STATED EXERCISE: Reproduce the lines of the material exactly, excluding every image.

== INPUT MATERIAL

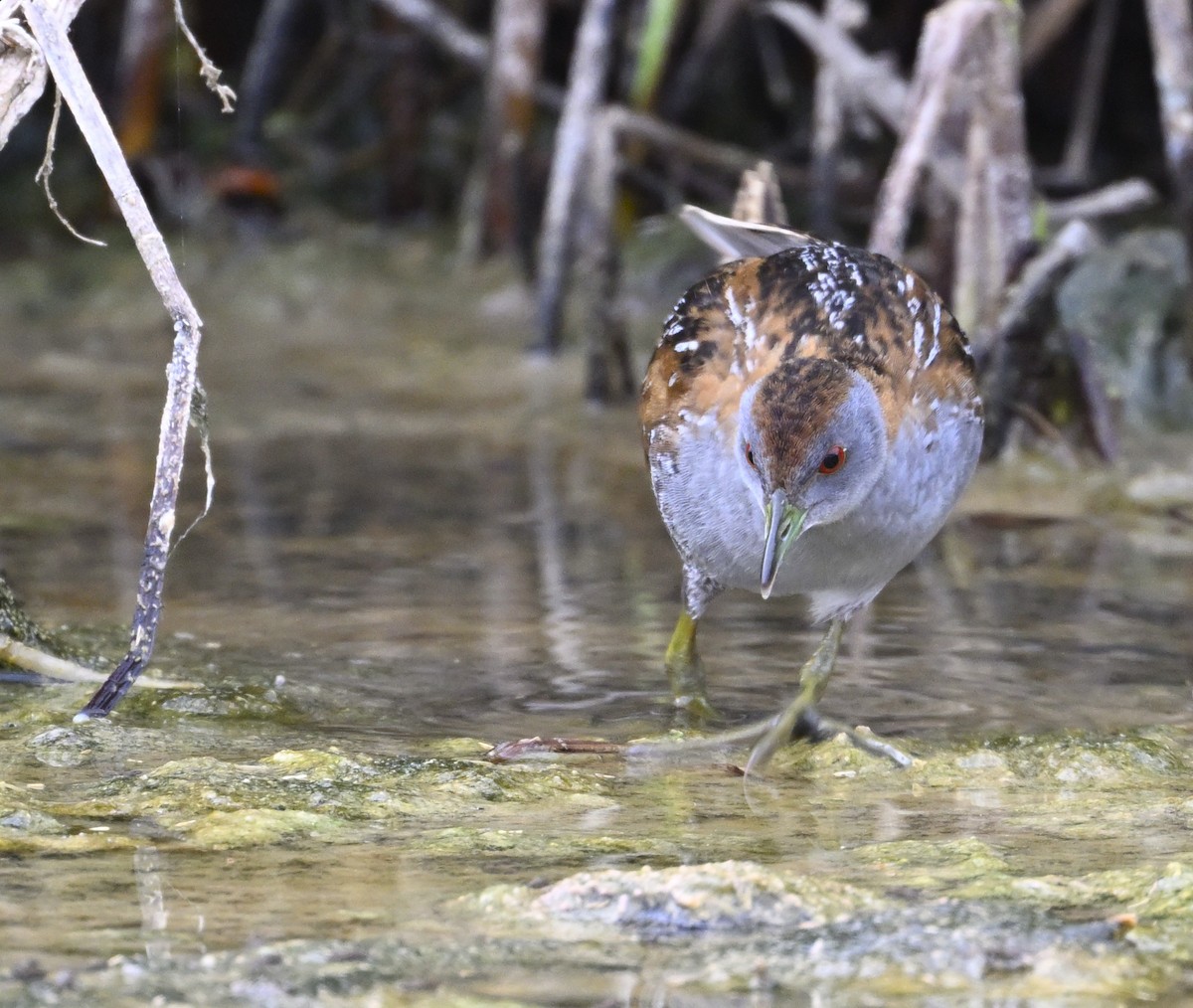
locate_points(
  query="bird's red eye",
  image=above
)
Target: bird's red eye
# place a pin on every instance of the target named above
(833, 460)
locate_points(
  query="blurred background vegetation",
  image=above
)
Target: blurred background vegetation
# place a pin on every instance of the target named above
(446, 113)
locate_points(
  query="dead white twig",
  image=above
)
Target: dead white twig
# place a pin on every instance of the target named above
(47, 170)
(49, 29)
(208, 71)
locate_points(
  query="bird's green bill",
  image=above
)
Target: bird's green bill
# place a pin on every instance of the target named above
(784, 523)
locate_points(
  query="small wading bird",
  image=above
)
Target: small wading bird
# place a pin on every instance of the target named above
(810, 417)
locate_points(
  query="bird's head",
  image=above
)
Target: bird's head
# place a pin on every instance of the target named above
(811, 445)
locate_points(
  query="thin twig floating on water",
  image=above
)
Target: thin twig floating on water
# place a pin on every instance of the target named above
(43, 663)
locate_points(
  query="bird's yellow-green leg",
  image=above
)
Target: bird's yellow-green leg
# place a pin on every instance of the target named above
(685, 671)
(802, 717)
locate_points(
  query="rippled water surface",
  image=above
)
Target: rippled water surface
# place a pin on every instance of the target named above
(421, 534)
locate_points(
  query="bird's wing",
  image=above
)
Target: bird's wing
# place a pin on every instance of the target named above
(740, 239)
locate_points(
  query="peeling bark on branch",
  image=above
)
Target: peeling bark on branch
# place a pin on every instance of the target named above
(72, 82)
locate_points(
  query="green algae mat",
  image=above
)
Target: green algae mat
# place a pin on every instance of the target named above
(1043, 870)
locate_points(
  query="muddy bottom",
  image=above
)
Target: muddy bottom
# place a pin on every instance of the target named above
(424, 543)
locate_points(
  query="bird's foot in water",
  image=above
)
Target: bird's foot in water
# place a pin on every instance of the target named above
(815, 727)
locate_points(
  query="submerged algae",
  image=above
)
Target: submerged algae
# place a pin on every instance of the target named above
(957, 908)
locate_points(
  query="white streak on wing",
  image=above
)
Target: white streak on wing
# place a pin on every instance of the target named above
(936, 335)
(743, 317)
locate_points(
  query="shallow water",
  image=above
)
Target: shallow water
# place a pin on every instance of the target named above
(422, 535)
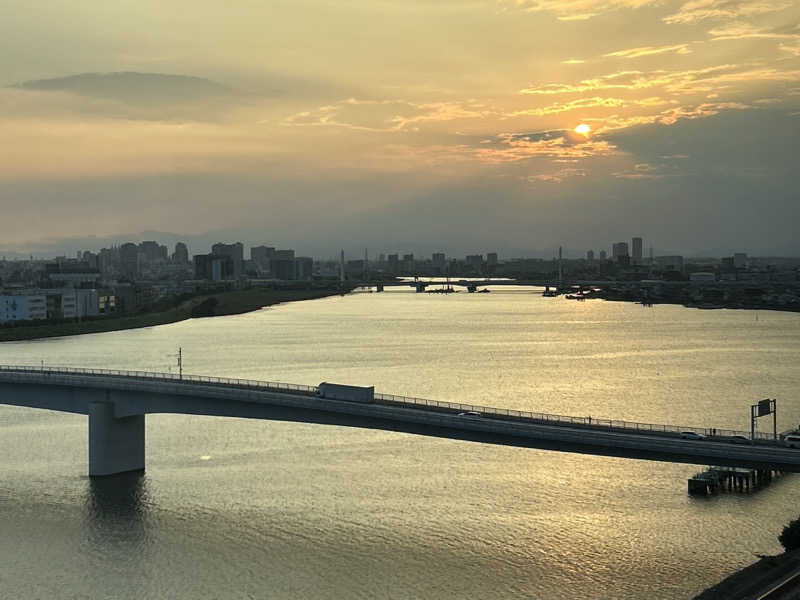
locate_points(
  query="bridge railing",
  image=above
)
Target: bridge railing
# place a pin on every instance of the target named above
(173, 377)
(407, 401)
(553, 419)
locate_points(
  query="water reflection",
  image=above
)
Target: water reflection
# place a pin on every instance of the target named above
(116, 511)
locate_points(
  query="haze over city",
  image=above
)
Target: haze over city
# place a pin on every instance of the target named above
(510, 125)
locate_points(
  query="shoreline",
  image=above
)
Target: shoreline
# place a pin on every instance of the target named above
(753, 579)
(208, 305)
(698, 305)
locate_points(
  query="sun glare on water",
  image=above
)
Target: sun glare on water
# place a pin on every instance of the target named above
(583, 129)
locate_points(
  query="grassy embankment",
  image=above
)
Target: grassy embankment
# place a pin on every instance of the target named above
(217, 304)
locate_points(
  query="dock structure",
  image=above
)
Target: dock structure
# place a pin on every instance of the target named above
(732, 479)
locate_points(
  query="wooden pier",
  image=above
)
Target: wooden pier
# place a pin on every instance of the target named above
(731, 479)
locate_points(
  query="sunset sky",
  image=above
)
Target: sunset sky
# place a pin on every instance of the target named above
(407, 125)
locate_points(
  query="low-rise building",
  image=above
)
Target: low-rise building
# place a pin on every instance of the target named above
(22, 307)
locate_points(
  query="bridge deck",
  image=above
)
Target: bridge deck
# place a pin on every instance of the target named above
(141, 393)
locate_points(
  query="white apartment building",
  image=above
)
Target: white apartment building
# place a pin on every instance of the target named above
(23, 307)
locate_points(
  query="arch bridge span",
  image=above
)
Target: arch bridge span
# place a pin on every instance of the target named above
(116, 403)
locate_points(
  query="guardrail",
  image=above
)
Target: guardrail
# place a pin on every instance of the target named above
(552, 419)
(406, 401)
(155, 376)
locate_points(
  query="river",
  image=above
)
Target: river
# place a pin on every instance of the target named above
(232, 508)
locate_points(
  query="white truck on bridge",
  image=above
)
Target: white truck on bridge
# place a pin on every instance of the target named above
(351, 393)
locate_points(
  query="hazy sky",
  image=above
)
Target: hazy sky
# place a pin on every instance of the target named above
(446, 124)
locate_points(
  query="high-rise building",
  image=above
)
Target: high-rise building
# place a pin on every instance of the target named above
(235, 251)
(303, 267)
(282, 265)
(475, 261)
(215, 267)
(393, 261)
(409, 266)
(129, 260)
(636, 246)
(181, 254)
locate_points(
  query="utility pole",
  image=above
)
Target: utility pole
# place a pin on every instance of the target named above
(560, 269)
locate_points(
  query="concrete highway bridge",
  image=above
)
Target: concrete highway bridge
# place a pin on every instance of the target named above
(116, 403)
(472, 285)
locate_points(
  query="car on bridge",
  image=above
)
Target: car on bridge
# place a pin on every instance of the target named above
(470, 414)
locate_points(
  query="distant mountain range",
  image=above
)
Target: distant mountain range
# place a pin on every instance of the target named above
(134, 87)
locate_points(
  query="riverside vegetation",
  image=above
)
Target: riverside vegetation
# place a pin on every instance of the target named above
(768, 569)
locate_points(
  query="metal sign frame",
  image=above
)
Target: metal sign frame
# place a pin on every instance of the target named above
(764, 408)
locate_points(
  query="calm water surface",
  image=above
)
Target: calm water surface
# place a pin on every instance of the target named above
(233, 508)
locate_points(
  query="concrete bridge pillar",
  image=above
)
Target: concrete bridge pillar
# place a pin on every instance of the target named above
(116, 445)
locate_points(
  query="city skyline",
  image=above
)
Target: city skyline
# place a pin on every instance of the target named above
(469, 122)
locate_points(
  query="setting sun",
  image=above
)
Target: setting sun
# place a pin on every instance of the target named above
(583, 129)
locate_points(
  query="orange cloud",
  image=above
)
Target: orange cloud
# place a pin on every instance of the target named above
(688, 81)
(581, 103)
(699, 10)
(650, 51)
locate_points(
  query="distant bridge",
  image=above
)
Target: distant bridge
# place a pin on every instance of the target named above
(117, 402)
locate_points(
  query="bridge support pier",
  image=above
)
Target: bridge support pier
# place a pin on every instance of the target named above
(116, 445)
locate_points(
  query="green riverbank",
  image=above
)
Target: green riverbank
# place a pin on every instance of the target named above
(210, 305)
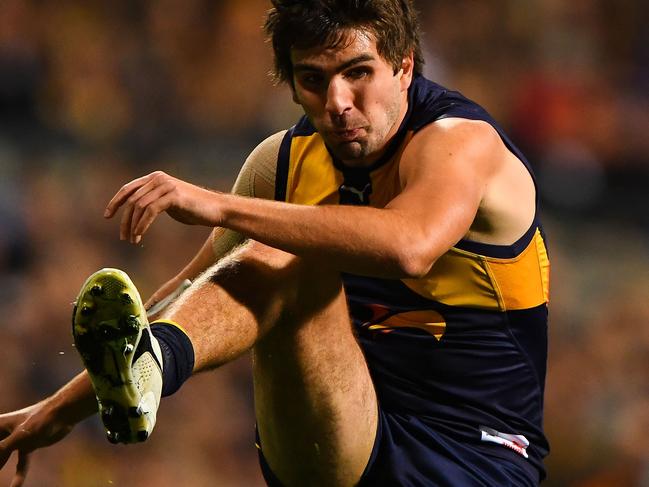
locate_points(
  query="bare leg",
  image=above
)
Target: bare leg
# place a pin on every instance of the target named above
(315, 402)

====

REPLY TO THE EXERCISE:
locate_points(
  query="bird's red eye",
  image=above
)
Target: bird's red eye
# place a pin on every instance of the target named above
(833, 460)
locate_points(
  query="blurred background vegetation",
  image=above
)
Target: blurred background vegetation
# place a pin on every instance of the target named above
(446, 113)
locate_points(
  query="dead white twig",
  image=above
)
Target: dead white twig
# place a pin on every instance of the target named above
(47, 170)
(49, 29)
(208, 71)
locate_points(
  query="bird's green bill",
  image=above
)
Target: bird's green bill
# place a pin on every instance of the target named above
(784, 523)
locate_points(
  query="small wading bird",
  image=above
)
Target: small wading bird
# place a pin on every instance of the target named above
(810, 417)
locate_points(
  query="bird's head",
  image=above
)
Target: bird's head
# place a pin on every instance of the target named above
(811, 445)
locate_points(
  query="thin twig floating on water",
  image=above
)
Target: thin twig floating on water
# place a pin on every instance of the target named above
(43, 663)
locate_points(
  query="bird's yellow-green leg",
  image=above
)
Target: bird's yellow-green leg
# place a pin on every instance of the target named above
(685, 671)
(802, 717)
locate_points(
  query="rippled water surface",
  image=above
)
Target: rippled water surface
# place a pin on every instance of the target named above
(421, 534)
locate_points(
  query="bird's wing",
  image=above
)
Target: bird's wing
# place a pin on every instance of the target named above
(740, 239)
locate_points(
  query="peeling bark on branch",
  image=above
)
Target: peeling bark on branch
# place a pin on every instance of the target named above
(72, 82)
locate_points(
  query="green algae mat",
  image=above
)
Target: green algae mat
# place a pin on every instance of the target named above
(1043, 870)
locate_points(
  query="muddy bottom",
  image=above
)
Target: muddy bottom
# place a pin on every instance of the target named above
(424, 543)
locate_points(
  query="bird's foot in water",
  image=above
)
Target: bird's foot in water
# place a pin on every instance of the target named above
(815, 727)
locate_points(
  query="submerged algae",
  image=above
)
Target: submerged algae
# place a pin on every instance of the target named above
(957, 908)
locate_points(
  query="white streak on wing",
  image=above
)
Target: white streak on wing
# place a pin on every instance of the target named above
(936, 335)
(743, 317)
locate_points(
  query="shallow water",
  image=above
)
Target: shallow water
# place a pin on every instance of the target named above
(422, 535)
locate_points(
  query="bridge railing",
  image=above
)
Target: bridge railing
# place a pin on every instance of the target named above
(173, 377)
(407, 401)
(553, 419)
locate_points(
  query="water reflection",
  image=above
)
Target: water reflection
# place a pin on every instance of the target named above
(116, 511)
locate_points(
  query="haze over city",
  image=above
)
Target: haze over city
# place a pin on every instance of the target named above
(510, 125)
locate_points(
  query="shoreline",
  image=above
)
Target: shoreline
# place a pin on every instance of the target named above
(753, 579)
(208, 305)
(698, 305)
locate_points(
  query="sun glare on water",
  image=above
)
Target: sun glare on water
# place a pin on every instance of the target named above
(583, 129)
locate_points(
  query="grassy embankment",
  image=above
)
Target: grassy embankment
# place a pin on every instance of the target named above
(217, 304)
locate_points(
  query="dock structure",
  image=above
)
Target: dock structure
# place a pin on every instance of the target named above
(732, 479)
locate_points(
  query="wooden pier",
  image=above
)
Target: wooden pier
# place a pin on every instance of the target named above
(731, 479)
locate_points(
  query="sunset sky",
  image=above
)
Target: sunset sky
# place a pin on every instance of the target named above
(407, 125)
locate_points(
  query="low-rise building",
  image=above
)
Target: low-rise building
# place a pin on every instance of the target named above
(22, 307)
locate_points(
  query="bridge deck",
  image=above
)
Target: bridge deck
# place a pin on every instance of the target named above
(141, 393)
locate_points(
  query="white apartment building",
  image=above
)
Target: white apartment building
# place a pin on every instance of the target named above
(23, 307)
locate_points(
  query="arch bridge span",
  image=above
)
Target: arch bridge span
# place a pin on every instance of the target named above
(116, 403)
locate_points(
  query="guardrail",
  image=above
)
Target: guardrail
# place a pin on every instance of the target named above
(552, 419)
(406, 401)
(155, 376)
locate_points(
  query="river",
  image=above
)
Target: river
# place a pin on every instance of the target named above
(232, 508)
locate_points(
  query="white truck on bridge",
  image=above
)
Target: white truck on bridge
# place a pin on every instance of the target named above
(351, 393)
locate_points(
  query="hazy sky",
  image=above
)
Target: hazy sky
# place a pin on every instance of the target named above
(446, 124)
locate_points(
  query="high-rise building",
  image=above
)
Target: high-rise building
# place a pin on every instance of the target named above
(235, 251)
(303, 267)
(282, 265)
(475, 261)
(215, 267)
(393, 261)
(409, 266)
(129, 260)
(636, 246)
(181, 254)
locate_points(
  query="utility pole",
  image=above
)
Target: utility pole
# place a pin on every instance of the target named above
(560, 269)
locate_points(
  query="concrete highway bridge",
  image=above
)
Target: concrete highway bridge
# place a pin on every instance of the target named above
(116, 403)
(472, 285)
locate_points(
  query="car on bridge",
  image=above
)
Target: car on bridge
# place a pin on every instance of the target named above
(470, 414)
locate_points(
  query="distant mountain range",
  image=above
)
Target: distant mountain range
# place a pin on every instance of the target named above
(134, 87)
locate_points(
  query="riverside vegetation",
  image=above
)
Target: riverside vegetation
# place a pin on every instance of the target named above
(768, 569)
locate_points(
  query="metal sign frame",
  image=above
)
Target: metal sign frame
# place a pin on every instance of the target named above
(764, 408)
locate_points(
  query="calm water surface",
  image=above
)
Target: calm water surface
# place a pin on every instance of the target named above
(233, 508)
locate_points(
  query="concrete bridge pillar",
  image=above
)
Target: concrete bridge pillar
# place a pin on every instance of the target named above
(116, 445)
locate_points(
  query="city skyline",
  image=above
)
Target: city skyline
# place a pin on every instance of the target named above
(469, 122)
locate_points(
  query="setting sun",
  image=above
)
Target: setting sun
# place a pin on every instance of the target named above
(583, 129)
locate_points(
  query="orange cloud",
  image=above
)
Target: orange cloud
# place a pin on every instance of the target named above
(688, 81)
(581, 103)
(699, 10)
(650, 51)
locate_points(
  query="distant bridge",
  image=above
)
Target: distant bridge
# place a pin on every instance of the target named above
(117, 402)
locate_points(
  query="bridge support pier",
  image=above
)
Target: bridge support pier
# place a pin on every instance of the target named above
(116, 445)
locate_points(
  query="green riverbank",
  image=above
)
Target: green riverbank
# place a pin on every instance of the target named above
(210, 305)
locate_points(
  query="bare leg",
  image=above
)
Target: bare leg
# place a pin on every instance of the target named above
(315, 402)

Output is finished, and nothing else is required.